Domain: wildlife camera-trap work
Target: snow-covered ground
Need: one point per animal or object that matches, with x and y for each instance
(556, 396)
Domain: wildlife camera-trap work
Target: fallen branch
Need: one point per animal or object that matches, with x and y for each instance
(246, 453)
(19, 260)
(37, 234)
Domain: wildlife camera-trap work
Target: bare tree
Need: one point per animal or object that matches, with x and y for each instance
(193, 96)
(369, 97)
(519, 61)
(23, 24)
----------------
Set problem =>
Repeat the material above in full, exactly as it stands.

Final result =>
Domain: wildlife camera-trap work
Target: snow-covered ground
Need: one point per animal or object that matches, with x and y for each instance
(556, 396)
Domain: wildlife camera-trap work
Target: fallen branch
Need: one point per animal or object that matches, with x and y for each instance
(246, 453)
(19, 260)
(37, 234)
Domain: wildlife camera-trap work
Target: bare tree
Need: one point per animal or object that matches, with x and y for each instance
(193, 96)
(369, 97)
(519, 61)
(23, 24)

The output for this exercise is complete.